TEXT TO READ =>

----

Nature of Roots based on Discriminant

The “Nature of Roots” of a quadratic equation refers to the characteristics of the solutions (also called roots) of the equation. A quadratic equation is an equation of the form $ax^2 + bx + c = 0$, where $a$, $b$, and $c$ are constants and $a \neq 0$. The nature of the roots is determined by the discriminant, denoted by the letter $D$. The discriminant helps us understand whether the roots are real and distinct, real and equal, or not real (complex). It’s the part under the square root in the quadratic formula.

Formulae

The discriminant, $D$, is calculated as follows:

$$D = b^2 – 4ac$$

Based on the value of $D$, we can determine the nature of the roots:

• If $D > 0$: The equation has two distinct real roots.
• If $D = 0$: The equation has two real and equal roots (a repeated root).
• If $D < 0$: The equation has no real roots. The roots are complex conjugates.

Examples

Example-1: Consider the quadratic equation $x^2 – 5x + 6 = 0$.

Here, $a = 1$, $b = -5$, and $c = 6$.

----

(Saved entries)
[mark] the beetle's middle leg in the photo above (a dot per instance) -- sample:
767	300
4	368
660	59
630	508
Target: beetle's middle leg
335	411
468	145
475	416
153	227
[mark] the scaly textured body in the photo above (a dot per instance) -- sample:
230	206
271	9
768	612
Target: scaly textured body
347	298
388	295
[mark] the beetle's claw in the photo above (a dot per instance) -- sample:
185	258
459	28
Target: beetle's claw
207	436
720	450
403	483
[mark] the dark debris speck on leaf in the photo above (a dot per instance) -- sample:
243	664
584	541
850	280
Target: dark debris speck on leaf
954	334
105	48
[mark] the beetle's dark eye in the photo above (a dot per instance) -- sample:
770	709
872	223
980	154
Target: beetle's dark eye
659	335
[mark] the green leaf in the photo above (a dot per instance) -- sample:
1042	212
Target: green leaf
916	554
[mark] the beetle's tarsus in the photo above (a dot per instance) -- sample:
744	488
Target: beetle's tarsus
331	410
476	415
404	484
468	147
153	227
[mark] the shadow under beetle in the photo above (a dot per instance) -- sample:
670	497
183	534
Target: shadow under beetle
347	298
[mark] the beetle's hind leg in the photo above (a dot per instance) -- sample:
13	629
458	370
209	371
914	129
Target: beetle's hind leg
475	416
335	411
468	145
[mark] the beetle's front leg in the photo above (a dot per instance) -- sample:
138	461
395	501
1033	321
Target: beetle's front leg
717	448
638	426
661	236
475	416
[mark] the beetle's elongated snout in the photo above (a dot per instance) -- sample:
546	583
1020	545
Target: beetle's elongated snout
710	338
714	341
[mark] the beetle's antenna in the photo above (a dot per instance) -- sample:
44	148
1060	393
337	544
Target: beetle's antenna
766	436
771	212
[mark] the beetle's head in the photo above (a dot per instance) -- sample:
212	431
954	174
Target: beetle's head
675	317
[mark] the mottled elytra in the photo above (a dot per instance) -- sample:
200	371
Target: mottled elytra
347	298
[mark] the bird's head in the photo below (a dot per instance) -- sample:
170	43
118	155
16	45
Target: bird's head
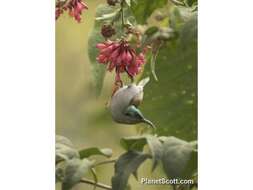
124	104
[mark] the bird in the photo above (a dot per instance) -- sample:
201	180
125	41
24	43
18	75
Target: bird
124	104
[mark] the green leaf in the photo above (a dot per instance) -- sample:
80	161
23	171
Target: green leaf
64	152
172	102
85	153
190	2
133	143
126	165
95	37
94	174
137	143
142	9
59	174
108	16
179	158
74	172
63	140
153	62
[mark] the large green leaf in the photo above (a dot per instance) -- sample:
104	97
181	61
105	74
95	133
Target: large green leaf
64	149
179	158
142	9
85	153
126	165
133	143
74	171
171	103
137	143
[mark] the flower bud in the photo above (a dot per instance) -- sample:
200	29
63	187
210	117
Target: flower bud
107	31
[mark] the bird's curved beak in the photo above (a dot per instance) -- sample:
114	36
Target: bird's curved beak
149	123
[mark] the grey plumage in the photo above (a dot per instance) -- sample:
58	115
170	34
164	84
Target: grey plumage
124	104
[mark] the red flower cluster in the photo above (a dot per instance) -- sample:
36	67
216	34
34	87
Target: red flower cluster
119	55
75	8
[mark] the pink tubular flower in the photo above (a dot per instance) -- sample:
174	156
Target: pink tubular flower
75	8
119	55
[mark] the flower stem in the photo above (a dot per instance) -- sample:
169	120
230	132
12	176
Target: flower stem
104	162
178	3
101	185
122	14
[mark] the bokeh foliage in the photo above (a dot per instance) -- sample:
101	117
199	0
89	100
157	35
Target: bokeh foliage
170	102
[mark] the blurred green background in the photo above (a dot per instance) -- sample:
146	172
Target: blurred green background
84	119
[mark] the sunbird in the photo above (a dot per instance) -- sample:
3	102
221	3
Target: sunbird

----

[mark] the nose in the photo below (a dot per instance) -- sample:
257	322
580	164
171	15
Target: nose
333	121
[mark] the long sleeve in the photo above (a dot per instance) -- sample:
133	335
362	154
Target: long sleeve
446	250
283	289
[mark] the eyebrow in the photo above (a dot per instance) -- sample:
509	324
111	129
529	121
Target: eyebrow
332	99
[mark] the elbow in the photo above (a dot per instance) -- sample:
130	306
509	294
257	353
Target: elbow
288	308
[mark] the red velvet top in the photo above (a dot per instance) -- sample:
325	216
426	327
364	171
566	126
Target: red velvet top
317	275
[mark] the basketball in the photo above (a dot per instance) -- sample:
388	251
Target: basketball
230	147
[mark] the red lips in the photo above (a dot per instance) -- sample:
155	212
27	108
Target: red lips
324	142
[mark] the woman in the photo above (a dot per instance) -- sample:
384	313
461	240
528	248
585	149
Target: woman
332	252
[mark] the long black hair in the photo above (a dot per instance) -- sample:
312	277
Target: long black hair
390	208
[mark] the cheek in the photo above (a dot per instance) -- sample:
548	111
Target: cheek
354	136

----

WHAT TO DO =>
#1 According to the text on the nature of roots, what letter denotes the discriminant?
#2 Revise the text on the nature of roots from "The discriminant, $D$, is" down to "equation $x^2 – 5x + 6 = 0$.", writing "double root" wherever "repeated root" appears.

FULL ANSWERS =>
#1 The letter D

#2
The discriminant, $D$, is calculated as follows:

$$D = b^2 – 4ac$$

Based on the value of $D$, we can determine the nature of the roots:

• If $D > 0$: The equation has two distinct real roots.
• If $D = 0$: The equation has two real and equal roots (a double root).
• If $D < 0$: The equation has no real roots. The roots are complex conjugates.

Examples

Example-1: Consider the quadratic equation $x^2 – 5x + 6 = 0$.